■ **Exercise prompt**
Output every line of the listing as it stands.
╔══
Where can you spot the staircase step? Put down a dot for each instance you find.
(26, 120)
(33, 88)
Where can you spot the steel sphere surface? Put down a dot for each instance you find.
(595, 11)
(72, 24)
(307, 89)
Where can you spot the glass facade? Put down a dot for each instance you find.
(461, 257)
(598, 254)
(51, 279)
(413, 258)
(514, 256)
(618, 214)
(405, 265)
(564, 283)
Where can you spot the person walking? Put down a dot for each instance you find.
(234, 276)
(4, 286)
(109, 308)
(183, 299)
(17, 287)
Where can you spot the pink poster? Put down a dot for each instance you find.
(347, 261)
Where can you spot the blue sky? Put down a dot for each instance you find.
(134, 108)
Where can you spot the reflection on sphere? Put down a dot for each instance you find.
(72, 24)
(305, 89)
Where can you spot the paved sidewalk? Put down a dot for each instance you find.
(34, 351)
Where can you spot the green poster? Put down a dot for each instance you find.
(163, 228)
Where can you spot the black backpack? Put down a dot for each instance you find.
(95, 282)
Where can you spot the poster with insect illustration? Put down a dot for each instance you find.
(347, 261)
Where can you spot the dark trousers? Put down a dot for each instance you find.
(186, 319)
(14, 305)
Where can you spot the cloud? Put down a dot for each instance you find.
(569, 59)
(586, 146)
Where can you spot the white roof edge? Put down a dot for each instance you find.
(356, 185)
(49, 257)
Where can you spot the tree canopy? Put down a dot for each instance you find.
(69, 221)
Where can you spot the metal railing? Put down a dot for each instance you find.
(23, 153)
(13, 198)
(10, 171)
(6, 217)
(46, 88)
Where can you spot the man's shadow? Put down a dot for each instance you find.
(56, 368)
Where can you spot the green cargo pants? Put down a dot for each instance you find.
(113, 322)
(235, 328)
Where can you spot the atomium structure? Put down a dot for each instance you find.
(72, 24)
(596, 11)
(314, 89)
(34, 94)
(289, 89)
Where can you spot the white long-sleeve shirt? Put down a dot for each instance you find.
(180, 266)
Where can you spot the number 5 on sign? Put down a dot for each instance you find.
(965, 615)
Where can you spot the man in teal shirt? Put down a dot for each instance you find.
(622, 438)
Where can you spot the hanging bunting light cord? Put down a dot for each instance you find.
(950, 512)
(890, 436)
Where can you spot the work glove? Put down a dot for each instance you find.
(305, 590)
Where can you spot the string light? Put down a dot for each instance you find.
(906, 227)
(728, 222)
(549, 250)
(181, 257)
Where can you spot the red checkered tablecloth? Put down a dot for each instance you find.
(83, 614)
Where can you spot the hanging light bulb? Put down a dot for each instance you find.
╚══
■ **Output for this task**
Where can you spot the staircase step? Put down a dot for each instance you find.
(26, 120)
(33, 88)
Where can you spot the steel sphere surface? Put down a dot for each instance you find.
(595, 11)
(72, 24)
(307, 89)
Where can you spot the glass facade? Put down a dot for each instance you find.
(461, 257)
(598, 254)
(51, 279)
(413, 258)
(514, 256)
(618, 214)
(405, 265)
(564, 283)
Where can you spot the person walking? Put down a dot for each instance you find.
(234, 276)
(4, 286)
(109, 308)
(183, 299)
(17, 287)
Where can you spot the pink poster? Put down a dot for each instance you find.
(347, 261)
Where can you spot the blue sky? Put down a dot for each instance you find.
(134, 108)
Where can you spot the reflection on sphere? Put down a dot for each instance you find.
(72, 24)
(305, 89)
Where can you spot the paved sidewalk? Put down a dot for each instance you find.
(34, 351)
Where can you spot the green poster? Put down a dot for each instance you find.
(163, 228)
Where can you spot the black backpack? Put down a dot for each instance you find.
(95, 282)
Where can you spot the poster with insect illustration? Put down a dot for each instance you find.
(347, 261)
Where can you spot the dark trousers? Put down a dot for each instance you find.
(186, 319)
(14, 305)
Where can you spot the cloud? Put down a dot for each instance you find.
(569, 59)
(586, 146)
Where can you spot the white roof edge? Put down a dot for each instance you find.
(356, 185)
(49, 257)
Where can you spot the tree canopy? Put down a dot for each instance you find.
(69, 221)
Where can you spot the metal railing? Put down a dot for each instance you find.
(23, 153)
(13, 198)
(10, 171)
(6, 217)
(46, 88)
Where can you spot the man's shadow? Put down a dot for each instance you find.
(56, 368)
Where can you spot the green cargo pants? Put down a dot for each instance you find.
(113, 322)
(235, 328)
Where can you spot the atomium structure? Put down a dot for each instance you find.
(72, 24)
(596, 11)
(314, 89)
(34, 94)
(289, 89)
Where can you spot the white long-sleeve shirt? Put down a dot for each instance you find.
(180, 266)
Where can you spot the number 5 on sign? Put down a dot for each instance you find.
(965, 615)
Where can you spot the man in teal shirt? Put down a dot for each instance you find.
(622, 438)
Where can you spot the hanging bunting light cord? Put down a dot for each instance you find.
(950, 512)
(890, 436)
Where can you spot the work glove? Put down a dot for each instance you find.
(305, 590)
Where can you spot the string light? Put down a dot for each instance you find.
(906, 227)
(728, 222)
(549, 250)
(181, 257)
Where can you spot the red checkered tablecloth? Put down a dot for each instance you find.
(83, 614)
Where can you spot the hanging light bulb? Put down a dot for each instance you find.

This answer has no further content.